▶ [Exercise requirements]: Reproduce each of the following lines word for word, without any changes.

▶ [Supplied material]:
════════════════
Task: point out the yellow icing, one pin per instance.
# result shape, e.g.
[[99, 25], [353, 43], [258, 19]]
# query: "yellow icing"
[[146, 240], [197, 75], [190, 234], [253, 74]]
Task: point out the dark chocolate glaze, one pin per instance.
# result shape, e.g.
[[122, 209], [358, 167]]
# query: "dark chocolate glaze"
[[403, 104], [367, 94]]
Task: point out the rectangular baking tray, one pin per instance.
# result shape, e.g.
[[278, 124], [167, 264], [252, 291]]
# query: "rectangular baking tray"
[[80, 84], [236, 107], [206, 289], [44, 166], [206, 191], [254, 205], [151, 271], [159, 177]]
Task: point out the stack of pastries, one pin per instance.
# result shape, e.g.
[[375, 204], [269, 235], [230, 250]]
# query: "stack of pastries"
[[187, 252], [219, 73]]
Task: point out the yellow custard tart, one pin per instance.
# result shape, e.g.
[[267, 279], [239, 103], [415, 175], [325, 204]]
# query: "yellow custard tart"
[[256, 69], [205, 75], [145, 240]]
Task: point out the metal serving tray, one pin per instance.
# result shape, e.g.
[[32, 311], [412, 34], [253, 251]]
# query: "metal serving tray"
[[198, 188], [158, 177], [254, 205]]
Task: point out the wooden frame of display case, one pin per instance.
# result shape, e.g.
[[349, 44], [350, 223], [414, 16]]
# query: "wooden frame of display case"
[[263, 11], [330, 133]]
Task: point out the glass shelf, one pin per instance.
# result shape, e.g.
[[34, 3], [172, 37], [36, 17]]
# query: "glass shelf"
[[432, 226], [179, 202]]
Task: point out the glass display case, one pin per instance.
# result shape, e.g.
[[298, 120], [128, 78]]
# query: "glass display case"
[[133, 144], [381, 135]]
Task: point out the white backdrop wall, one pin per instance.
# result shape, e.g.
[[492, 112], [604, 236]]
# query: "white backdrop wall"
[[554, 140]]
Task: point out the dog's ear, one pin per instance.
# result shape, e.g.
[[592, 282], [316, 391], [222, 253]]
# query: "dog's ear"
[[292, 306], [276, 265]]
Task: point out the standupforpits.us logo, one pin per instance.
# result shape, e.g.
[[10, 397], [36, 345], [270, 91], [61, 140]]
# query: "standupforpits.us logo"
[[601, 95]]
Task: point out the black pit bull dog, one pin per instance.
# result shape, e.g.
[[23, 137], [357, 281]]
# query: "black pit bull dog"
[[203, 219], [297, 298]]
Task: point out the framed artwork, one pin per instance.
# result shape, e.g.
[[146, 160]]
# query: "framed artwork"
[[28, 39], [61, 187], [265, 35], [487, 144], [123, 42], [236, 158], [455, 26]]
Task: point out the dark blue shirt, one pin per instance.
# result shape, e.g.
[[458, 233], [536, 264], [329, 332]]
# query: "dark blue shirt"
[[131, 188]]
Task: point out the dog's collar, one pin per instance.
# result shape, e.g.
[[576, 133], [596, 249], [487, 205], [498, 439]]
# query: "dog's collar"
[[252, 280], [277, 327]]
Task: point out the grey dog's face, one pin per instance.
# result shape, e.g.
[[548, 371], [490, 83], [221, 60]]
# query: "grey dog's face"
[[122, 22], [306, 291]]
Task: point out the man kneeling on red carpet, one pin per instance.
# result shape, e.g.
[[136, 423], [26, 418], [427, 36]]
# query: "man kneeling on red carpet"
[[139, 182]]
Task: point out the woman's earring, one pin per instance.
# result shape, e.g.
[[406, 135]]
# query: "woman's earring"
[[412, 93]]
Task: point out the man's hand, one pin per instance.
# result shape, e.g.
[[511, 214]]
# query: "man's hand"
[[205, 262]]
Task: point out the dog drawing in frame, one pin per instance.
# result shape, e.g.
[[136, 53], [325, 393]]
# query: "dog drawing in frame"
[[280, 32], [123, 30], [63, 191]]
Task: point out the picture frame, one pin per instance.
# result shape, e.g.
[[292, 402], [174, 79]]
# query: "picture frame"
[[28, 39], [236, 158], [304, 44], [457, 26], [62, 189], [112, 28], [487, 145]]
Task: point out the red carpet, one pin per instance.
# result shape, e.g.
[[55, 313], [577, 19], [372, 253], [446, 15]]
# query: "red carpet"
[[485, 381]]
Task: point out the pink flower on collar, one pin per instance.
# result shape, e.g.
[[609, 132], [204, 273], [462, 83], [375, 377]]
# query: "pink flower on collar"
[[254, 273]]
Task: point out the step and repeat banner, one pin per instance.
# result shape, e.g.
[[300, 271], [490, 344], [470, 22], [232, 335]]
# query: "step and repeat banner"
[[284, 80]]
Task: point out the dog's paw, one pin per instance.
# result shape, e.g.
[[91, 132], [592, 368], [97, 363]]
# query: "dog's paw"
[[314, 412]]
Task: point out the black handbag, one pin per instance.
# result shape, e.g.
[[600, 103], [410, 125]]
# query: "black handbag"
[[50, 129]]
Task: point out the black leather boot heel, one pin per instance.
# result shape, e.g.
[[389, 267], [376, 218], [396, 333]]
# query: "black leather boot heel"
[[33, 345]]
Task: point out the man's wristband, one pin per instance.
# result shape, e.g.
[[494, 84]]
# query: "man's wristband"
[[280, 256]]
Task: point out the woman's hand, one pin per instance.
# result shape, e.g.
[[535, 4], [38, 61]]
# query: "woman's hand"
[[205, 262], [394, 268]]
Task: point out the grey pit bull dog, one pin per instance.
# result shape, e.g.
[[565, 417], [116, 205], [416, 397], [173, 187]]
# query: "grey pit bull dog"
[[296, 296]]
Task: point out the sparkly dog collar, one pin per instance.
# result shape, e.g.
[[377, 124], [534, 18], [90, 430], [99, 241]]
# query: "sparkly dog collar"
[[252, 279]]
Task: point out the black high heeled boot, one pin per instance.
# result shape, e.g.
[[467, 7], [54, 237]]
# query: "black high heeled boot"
════════════════
▶ [Task result]:
Task: point out the yellow icing, one pin per instance.
# result shape, e.g.
[[99, 25], [353, 43], [258, 19]]
# query: "yellow icing"
[[146, 240], [197, 75], [190, 234], [253, 74]]
Task: point out the dark chocolate glaze, one pin per instance.
# result shape, e.g.
[[122, 209], [358, 167]]
# query: "dark chocolate glaze"
[[403, 104], [367, 94]]
Task: point out the rectangular baking tray, one pin per instance.
# result shape, e.g.
[[278, 124], [167, 264], [252, 291]]
# query: "rectangular baking tray"
[[80, 84], [236, 107], [206, 289], [44, 166], [206, 191], [254, 205], [151, 271], [159, 177]]
Task: point out the stack of pastries, one pin per instance.
# result shape, e.g.
[[375, 204], [269, 235], [230, 250]]
# query: "stack of pastries"
[[187, 252], [219, 73]]
Task: point out the yellow custard tart, one pin per instance.
# result shape, e.g.
[[267, 279], [239, 103], [415, 175], [325, 204]]
# query: "yellow custard tart"
[[256, 69], [205, 75], [145, 240]]
Task: point out the metal serving tray, one pin per instance.
# result shape, e.g.
[[32, 311], [412, 34], [253, 251]]
# query: "metal serving tray"
[[198, 188], [158, 177], [254, 205]]
Task: point out the wooden frame of display case, one pin per instance.
# result shape, e.g.
[[349, 44], [350, 223], [414, 16]]
# query: "wooden frame of display case"
[[263, 11], [330, 133]]
Task: point out the glass shelf, one pin per instance.
# result shape, e.g.
[[34, 3], [172, 37], [36, 17]]
# query: "glass shelf"
[[432, 226], [179, 202]]
Task: point out the glass display case, one pin per instance.
# result shape, e.g.
[[298, 120], [128, 78]]
# query: "glass display case"
[[133, 144], [381, 135]]
Task: point out the white backdrop wall, one pin per instance.
# result shape, e.g.
[[492, 112], [604, 236]]
# query: "white backdrop wall"
[[554, 140]]
Task: point out the dog's ear, one pin per instance.
# result shape, e.g.
[[592, 282], [316, 391], [222, 253]]
# query: "dog's ear"
[[292, 306], [276, 265]]
Task: point out the standupforpits.us logo, one pin per instance.
# result shape, e.g.
[[10, 397], [36, 345], [270, 91], [61, 140]]
# query: "standupforpits.us logo"
[[601, 95]]
Task: point out the black pit bull dog, one pin per instance.
# result shape, e.g.
[[23, 137], [357, 281]]
# query: "black pit bull dog"
[[203, 219], [297, 298]]
Task: point out the framed artwork, one pin per instance.
# result shape, e.g.
[[146, 160]]
# query: "framed artwork"
[[28, 39], [61, 187], [265, 35], [487, 144], [123, 42], [236, 158], [455, 26]]
Task: point out the dark blue shirt, one pin per instance.
# result shape, e.g.
[[458, 233], [536, 264], [329, 332]]
# query: "dark blue shirt"
[[131, 188]]
Task: point out the dog's collar, one pin per instance.
# result shape, e.g.
[[576, 133], [596, 249], [487, 205], [498, 439]]
# query: "dog's collar"
[[252, 280], [277, 327]]
Task: point out the grey dog's face, one pin per instance.
# result shape, e.g.
[[548, 371], [490, 83], [221, 60]]
# query: "grey dog's face"
[[122, 22], [306, 291]]
Task: point out the man kneeling on red carpet, one pin per instance.
# result shape, e.g.
[[136, 423], [26, 418], [427, 36]]
# query: "man kneeling on red carpet"
[[139, 182]]
Task: point out the woman's earring, one pin per instance.
# result shape, e.g.
[[406, 135]]
# query: "woman's earring"
[[412, 93]]
Task: point out the man's hand, one pin per instance.
# result shape, e.g.
[[511, 214]]
# query: "man's hand"
[[205, 262]]
Task: point out the dog drawing in frame, one pin per instance.
# result shape, e.g.
[[136, 53], [325, 393]]
# query: "dog drawing in frame"
[[280, 32], [123, 30], [63, 191]]
Task: point out the picture frame, one pin per instance.
# result shape, e.g.
[[292, 402], [174, 79]]
# query: "picture frame"
[[28, 39], [236, 158], [304, 44], [457, 26], [62, 189], [112, 28], [487, 145]]
Task: point out the red carpet, one pin per instance.
# result shape, e.g.
[[55, 313], [577, 19], [372, 253], [446, 15]]
# query: "red carpet"
[[485, 381]]
Task: point out the pink flower on collar, one pin per instance.
# result shape, e.g.
[[609, 132], [204, 273], [462, 83], [375, 377]]
# query: "pink flower on collar"
[[254, 273]]
Task: point out the step and repeat banner, one pin per instance.
# result shape, e.g.
[[300, 271], [490, 344], [470, 22], [232, 335]]
# query: "step and repeat banner"
[[284, 80]]
Task: point out the dog's paw, one pin per instance.
# result shape, e.g.
[[91, 132], [592, 368], [97, 363]]
# query: "dog's paw"
[[314, 412]]
Task: point out the black handbag, one pin per instance.
# result shape, e.g.
[[600, 103], [410, 125]]
# query: "black handbag"
[[50, 129]]
Task: point out the black leather boot heel, one pin per instance.
# result shape, e.g.
[[389, 267], [376, 218], [396, 333]]
# query: "black leather boot heel"
[[33, 345]]
Task: point out the man's wristband, one pin per instance.
# result shape, e.g.
[[494, 84]]
# query: "man's wristband"
[[280, 256]]
Task: point out the woman's hand, one pin per instance.
# result shape, e.g.
[[535, 4], [38, 61]]
# query: "woman's hand"
[[205, 262], [394, 268]]
Task: point out the grey pit bull dog, one pin per instance.
# result shape, e.g.
[[565, 417], [116, 205], [416, 397], [173, 187]]
# query: "grey pit bull dog"
[[296, 296]]
Task: point out the sparkly dog collar, one pin per instance.
# result shape, e.g.
[[377, 124], [534, 18], [90, 430], [99, 241]]
# query: "sparkly dog collar"
[[252, 279]]
Task: point out the black high heeled boot, one pin per instance.
# result shape, e.g.
[[467, 7], [54, 237]]
# query: "black high heeled boot"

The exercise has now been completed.